**SET TASK**
Transcribe every line of the listing below without any deviation.

**PROVIDED DATA**
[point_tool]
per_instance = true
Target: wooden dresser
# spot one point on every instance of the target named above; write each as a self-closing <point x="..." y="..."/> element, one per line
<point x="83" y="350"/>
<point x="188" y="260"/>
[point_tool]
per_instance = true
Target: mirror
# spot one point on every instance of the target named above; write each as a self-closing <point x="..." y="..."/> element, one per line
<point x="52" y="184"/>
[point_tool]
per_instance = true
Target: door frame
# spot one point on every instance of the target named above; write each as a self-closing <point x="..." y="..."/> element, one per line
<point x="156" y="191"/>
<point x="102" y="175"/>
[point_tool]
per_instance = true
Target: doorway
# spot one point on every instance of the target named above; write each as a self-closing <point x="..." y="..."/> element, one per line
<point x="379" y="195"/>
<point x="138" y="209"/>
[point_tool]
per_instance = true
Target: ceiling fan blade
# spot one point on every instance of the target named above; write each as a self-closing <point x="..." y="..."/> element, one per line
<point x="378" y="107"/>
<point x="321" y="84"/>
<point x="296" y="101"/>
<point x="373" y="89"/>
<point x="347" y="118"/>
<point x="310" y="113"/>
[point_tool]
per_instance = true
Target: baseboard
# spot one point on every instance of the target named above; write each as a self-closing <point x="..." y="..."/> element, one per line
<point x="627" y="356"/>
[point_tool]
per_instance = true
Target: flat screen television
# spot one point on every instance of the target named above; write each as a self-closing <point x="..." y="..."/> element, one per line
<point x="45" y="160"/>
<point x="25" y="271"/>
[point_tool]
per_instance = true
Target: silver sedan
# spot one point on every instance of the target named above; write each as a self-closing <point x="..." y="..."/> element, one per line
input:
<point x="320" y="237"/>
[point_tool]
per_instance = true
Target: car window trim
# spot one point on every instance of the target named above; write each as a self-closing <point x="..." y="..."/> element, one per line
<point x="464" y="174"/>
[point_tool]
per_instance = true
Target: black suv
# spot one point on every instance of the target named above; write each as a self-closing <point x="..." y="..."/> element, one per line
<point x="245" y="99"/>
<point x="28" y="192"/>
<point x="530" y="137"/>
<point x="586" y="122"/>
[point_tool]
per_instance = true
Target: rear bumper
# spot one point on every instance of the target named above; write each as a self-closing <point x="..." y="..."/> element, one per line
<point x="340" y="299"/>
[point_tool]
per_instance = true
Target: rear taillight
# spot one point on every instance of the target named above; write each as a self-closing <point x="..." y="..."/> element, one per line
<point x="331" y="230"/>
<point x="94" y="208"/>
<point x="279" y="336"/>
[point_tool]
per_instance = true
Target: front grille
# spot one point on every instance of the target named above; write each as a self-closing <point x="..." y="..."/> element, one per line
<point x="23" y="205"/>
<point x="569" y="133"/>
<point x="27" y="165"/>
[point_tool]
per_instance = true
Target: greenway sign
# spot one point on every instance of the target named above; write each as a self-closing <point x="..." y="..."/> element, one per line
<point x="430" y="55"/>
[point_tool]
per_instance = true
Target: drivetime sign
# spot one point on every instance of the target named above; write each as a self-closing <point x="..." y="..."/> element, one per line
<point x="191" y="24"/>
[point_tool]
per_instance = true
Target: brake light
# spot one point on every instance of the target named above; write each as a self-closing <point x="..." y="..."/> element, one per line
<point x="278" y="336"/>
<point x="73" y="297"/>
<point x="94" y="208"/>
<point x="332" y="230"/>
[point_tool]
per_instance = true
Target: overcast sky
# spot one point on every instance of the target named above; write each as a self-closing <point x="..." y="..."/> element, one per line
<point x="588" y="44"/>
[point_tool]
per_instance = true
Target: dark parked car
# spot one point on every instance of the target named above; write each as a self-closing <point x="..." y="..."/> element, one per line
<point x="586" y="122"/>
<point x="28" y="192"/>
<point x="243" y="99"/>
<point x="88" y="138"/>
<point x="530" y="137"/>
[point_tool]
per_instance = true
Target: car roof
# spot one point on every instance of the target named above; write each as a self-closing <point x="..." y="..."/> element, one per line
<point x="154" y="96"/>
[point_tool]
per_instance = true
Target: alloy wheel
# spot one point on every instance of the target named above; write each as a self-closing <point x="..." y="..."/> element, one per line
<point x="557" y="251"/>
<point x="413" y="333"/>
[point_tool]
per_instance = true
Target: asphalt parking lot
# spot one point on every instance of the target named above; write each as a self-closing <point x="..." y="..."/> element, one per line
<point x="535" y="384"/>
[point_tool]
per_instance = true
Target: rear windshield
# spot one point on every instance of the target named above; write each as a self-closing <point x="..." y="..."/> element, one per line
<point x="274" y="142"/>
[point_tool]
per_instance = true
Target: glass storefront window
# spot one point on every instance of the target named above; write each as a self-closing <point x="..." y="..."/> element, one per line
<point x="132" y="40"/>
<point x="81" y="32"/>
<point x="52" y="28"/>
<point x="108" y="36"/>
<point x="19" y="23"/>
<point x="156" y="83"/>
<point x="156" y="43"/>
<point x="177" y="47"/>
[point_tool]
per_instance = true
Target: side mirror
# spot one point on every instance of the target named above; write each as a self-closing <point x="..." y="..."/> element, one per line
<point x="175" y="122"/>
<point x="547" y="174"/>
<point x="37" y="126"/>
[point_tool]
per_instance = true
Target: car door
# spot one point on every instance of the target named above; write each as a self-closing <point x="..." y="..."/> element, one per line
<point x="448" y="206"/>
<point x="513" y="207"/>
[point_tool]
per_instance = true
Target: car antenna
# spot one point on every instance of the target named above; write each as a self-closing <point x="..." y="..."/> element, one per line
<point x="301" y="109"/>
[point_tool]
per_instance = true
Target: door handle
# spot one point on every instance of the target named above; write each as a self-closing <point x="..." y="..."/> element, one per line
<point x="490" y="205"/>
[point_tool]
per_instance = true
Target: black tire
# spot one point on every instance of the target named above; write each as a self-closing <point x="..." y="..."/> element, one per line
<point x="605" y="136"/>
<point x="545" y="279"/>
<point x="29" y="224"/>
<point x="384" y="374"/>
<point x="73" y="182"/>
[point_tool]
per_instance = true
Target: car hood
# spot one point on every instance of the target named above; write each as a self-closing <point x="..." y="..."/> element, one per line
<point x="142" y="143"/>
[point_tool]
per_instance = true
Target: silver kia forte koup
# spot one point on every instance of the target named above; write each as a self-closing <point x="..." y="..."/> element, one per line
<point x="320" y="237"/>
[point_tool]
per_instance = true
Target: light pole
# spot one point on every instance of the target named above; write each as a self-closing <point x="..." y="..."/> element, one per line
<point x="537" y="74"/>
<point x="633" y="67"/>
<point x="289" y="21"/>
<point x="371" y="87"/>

**FINISHED EXERCISE**
[point_tool]
per_instance = true
Target: wooden dresser
# spot one point on every instance of the target named above; write each as a self-closing <point x="..." y="..."/> element, one per line
<point x="83" y="350"/>
<point x="188" y="260"/>
[point_tool]
per_instance = true
Target: mirror
# spot one point on every instance of the target named above; write each as a self-closing <point x="..." y="..."/> element, one per line
<point x="52" y="184"/>
[point_tool]
per_instance = true
Target: door frame
# spot one point on every instance of the target named above; write each as a self-closing <point x="..." y="..."/> element, one per line
<point x="156" y="191"/>
<point x="102" y="175"/>
[point_tool]
per_instance = true
Target: doorway
# spot one point on every instance of the target named above; write each as a self-closing <point x="..." y="..."/> element, one per line
<point x="379" y="195"/>
<point x="138" y="209"/>
[point_tool]
per_instance = true
Target: ceiling fan blade
# spot one point on every instance of the target named above; write each as a self-closing <point x="..." y="..."/> element, one per line
<point x="378" y="107"/>
<point x="321" y="84"/>
<point x="296" y="101"/>
<point x="373" y="89"/>
<point x="347" y="118"/>
<point x="310" y="113"/>
[point_tool]
per_instance = true
Target: baseboard
# spot one point on every instance of the target named above; write each as a self-closing <point x="..." y="..."/> element, one per line
<point x="627" y="356"/>
[point_tool]
per_instance = true
Target: flat screen television
# spot one point on every instance of the target named above; write each as a self-closing <point x="..." y="..."/> element, one per line
<point x="45" y="160"/>
<point x="25" y="271"/>
[point_tool]
per_instance = true
Target: silver sedan
# spot one point on every instance of the target named above; write each as a self-closing <point x="..." y="..."/> element, one per line
input:
<point x="320" y="237"/>
[point_tool]
per_instance = true
Target: car window trim
# spot one point on every instance of the target named above; write each as a self-closing <point x="..." y="..."/> element, one per line
<point x="464" y="174"/>
[point_tool]
per_instance = true
Target: black suv
# spot one point on every instance of the target named above; write each as a self-closing <point x="..." y="..."/> element, one per line
<point x="245" y="99"/>
<point x="28" y="192"/>
<point x="530" y="137"/>
<point x="586" y="122"/>
[point_tool]
per_instance = true
Target: rear bumper
# spot one point on every instance of the target named above; write each as a self-closing <point x="..." y="..."/> element, one per line
<point x="340" y="299"/>
[point_tool]
per_instance = true
Target: rear taillight
# spot one point on every instance of the target named above; write each as a self-closing <point x="..." y="..."/> element, one per line
<point x="331" y="230"/>
<point x="94" y="208"/>
<point x="279" y="336"/>
[point_tool]
per_instance = true
Target: front grille
# spot one point on every instance of the target named above; write each as a self-closing <point x="..." y="..."/> element, one per line
<point x="23" y="205"/>
<point x="569" y="133"/>
<point x="27" y="165"/>
[point_tool]
per_instance = true
Target: greenway sign
# spot one point on every instance of the target named above; write each as a self-closing <point x="..." y="..."/> element, one per line
<point x="430" y="55"/>
[point_tool]
per_instance = true
Target: drivetime sign
# spot one point on every instance of the target named above; write each as a self-closing <point x="..." y="..."/> element, one per line
<point x="191" y="24"/>
[point_tool]
per_instance = true
Target: brake light
# spot one point on every instance of the target named above; write each as a self-closing <point x="..." y="..."/> element, one per line
<point x="278" y="336"/>
<point x="73" y="297"/>
<point x="94" y="208"/>
<point x="332" y="230"/>
[point_tool]
per_instance = true
Target: overcast sky
# spot one point on every instance of the target named above; write each as a self-closing <point x="..." y="..."/> element, one per line
<point x="588" y="44"/>
[point_tool]
per_instance = true
Target: dark parked car
# spot one point on every instance of the target named above; write each as a self-closing <point x="..." y="..."/> element, one per line
<point x="586" y="122"/>
<point x="28" y="192"/>
<point x="243" y="99"/>
<point x="88" y="138"/>
<point x="530" y="137"/>
[point_tool]
per_instance = true
Target: car roof
# spot one point on every instance of the target named above; write each as a self-closing <point x="..." y="..."/> element, one per line
<point x="154" y="96"/>
[point_tool]
per_instance = true
Target: alloy wheel
# spot one point on every instance of the target named above; write each as a self-closing <point x="..." y="..."/> element, one per line
<point x="557" y="251"/>
<point x="413" y="333"/>
[point_tool]
per_instance = true
Target: asphalt parking lot
# spot one point on every instance of the target named above; write each as a self-closing <point x="..." y="..."/> element, one per line
<point x="535" y="384"/>
[point_tool]
per_instance = true
Target: rear windshield
# spot one point on every instance of the target named above; write each as a self-closing <point x="..." y="..."/> element, one per line
<point x="274" y="142"/>
[point_tool]
per_instance = true
Target: glass storefront window
# spot one point on every instance of the target named above; write each as a self-closing <point x="..." y="..."/> element, one per line
<point x="132" y="40"/>
<point x="81" y="32"/>
<point x="52" y="28"/>
<point x="108" y="36"/>
<point x="19" y="23"/>
<point x="156" y="83"/>
<point x="156" y="43"/>
<point x="177" y="47"/>
[point_tool]
per_instance = true
Target: side mirror
# spot one point on every instance of the target named above; write each as a self-closing <point x="..." y="..."/> element, one per line
<point x="175" y="122"/>
<point x="547" y="174"/>
<point x="37" y="126"/>
[point_tool]
per_instance = true
Target: car door
# spot one point on every instance of the target named above; write each as a self-closing <point x="..." y="..."/> element, one per line
<point x="448" y="206"/>
<point x="513" y="207"/>
[point_tool]
per_instance = true
Target: car antenna
# spot one point on every instance of the target named above; write each as a self-closing <point x="..." y="..."/> element, one per line
<point x="301" y="109"/>
[point_tool]
per_instance = true
Target: door handle
# spot one point on every instance of the target named above; write each as a self-closing <point x="..." y="..."/> element, one per line
<point x="490" y="205"/>
[point_tool]
per_instance = true
Target: black tire
# spot one point on every instance of the target named above; write each as a self-closing <point x="..." y="..."/> element, one per line
<point x="605" y="136"/>
<point x="545" y="279"/>
<point x="29" y="224"/>
<point x="384" y="374"/>
<point x="73" y="182"/>
[point_tool]
per_instance = true
Target: car hood
# spot one point on every instance of the target named above; write each as a self-closing <point x="..." y="..."/> element, one per line
<point x="142" y="143"/>
[point_tool]
per_instance = true
Target: silver kia forte koup
# spot one point on every instance of the target named above; write each as a self-closing <point x="..." y="..."/> element, one per line
<point x="320" y="237"/>
[point_tool]
per_instance = true
Target: light pole
# spot one point on every instance of the target named above; write each as a self-closing <point x="..." y="..."/> element, one per line
<point x="537" y="74"/>
<point x="633" y="67"/>
<point x="289" y="21"/>
<point x="371" y="87"/>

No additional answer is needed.